Work instructions:
Once you have located the line containing "TARGET = blue storage box" in the material below, return it exactly along with each line after it through the line containing "TARGET = stone building facade".

Input:

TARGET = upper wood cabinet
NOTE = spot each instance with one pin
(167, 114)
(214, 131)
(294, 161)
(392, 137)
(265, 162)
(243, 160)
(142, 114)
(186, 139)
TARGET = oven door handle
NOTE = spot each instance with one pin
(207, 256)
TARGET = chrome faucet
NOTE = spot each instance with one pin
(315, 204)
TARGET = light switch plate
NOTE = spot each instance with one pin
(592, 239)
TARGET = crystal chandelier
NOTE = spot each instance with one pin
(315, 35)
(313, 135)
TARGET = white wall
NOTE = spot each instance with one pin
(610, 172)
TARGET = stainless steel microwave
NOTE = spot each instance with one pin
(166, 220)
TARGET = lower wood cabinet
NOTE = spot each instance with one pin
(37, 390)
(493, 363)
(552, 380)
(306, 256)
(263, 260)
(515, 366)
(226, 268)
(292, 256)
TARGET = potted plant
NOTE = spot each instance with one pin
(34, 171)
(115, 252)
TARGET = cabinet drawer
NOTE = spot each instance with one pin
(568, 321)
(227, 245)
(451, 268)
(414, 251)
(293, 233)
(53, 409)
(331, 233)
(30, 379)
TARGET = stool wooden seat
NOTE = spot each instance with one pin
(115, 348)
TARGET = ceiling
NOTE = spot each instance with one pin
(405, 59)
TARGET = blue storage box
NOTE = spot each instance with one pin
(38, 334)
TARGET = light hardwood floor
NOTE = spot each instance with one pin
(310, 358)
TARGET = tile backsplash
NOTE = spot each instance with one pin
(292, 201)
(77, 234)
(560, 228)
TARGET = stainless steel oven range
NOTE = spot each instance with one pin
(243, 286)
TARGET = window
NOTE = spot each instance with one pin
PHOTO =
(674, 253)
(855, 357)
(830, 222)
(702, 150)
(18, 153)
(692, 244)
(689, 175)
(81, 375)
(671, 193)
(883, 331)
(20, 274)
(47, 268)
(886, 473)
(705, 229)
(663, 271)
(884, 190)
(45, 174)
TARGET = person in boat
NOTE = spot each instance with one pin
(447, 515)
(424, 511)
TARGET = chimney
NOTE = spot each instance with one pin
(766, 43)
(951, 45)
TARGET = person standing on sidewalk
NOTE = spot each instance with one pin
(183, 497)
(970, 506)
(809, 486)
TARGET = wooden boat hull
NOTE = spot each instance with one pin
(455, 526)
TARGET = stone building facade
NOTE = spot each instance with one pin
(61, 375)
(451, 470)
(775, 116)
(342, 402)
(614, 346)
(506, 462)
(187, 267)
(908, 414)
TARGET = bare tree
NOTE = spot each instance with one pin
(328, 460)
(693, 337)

Written response:
TARGET = blue storage box
NOTE = spot each instance with one pin
(38, 334)
TARGET = light hardwood floor
NOTE = spot each instance with one pin
(310, 358)
TARGET = tile backsplash
NOTE = spot each instance with one pin
(292, 201)
(77, 234)
(560, 228)
TARGET = stainless steel oven range
NOTE = spot each instance with one pin
(243, 286)
TARGET = window
NOTE = spot each instance with one pin
PHOTO =
(674, 253)
(855, 357)
(830, 222)
(702, 150)
(18, 153)
(692, 244)
(689, 175)
(81, 375)
(671, 193)
(883, 331)
(20, 274)
(47, 268)
(886, 473)
(705, 229)
(663, 271)
(884, 190)
(45, 174)
TARGET = person in boat
NOTE = spot each instance with one pin
(447, 515)
(424, 511)
TARGET = chimney
NOTE = spot each instance with one pin
(766, 43)
(951, 45)
TARGET = person standing on sidewalk
NOTE = spot each instance with one pin
(183, 497)
(970, 506)
(809, 486)
TARGET = wooden boat hull
NOTE = spot each instance with one pin
(455, 526)
TARGET = stone building facade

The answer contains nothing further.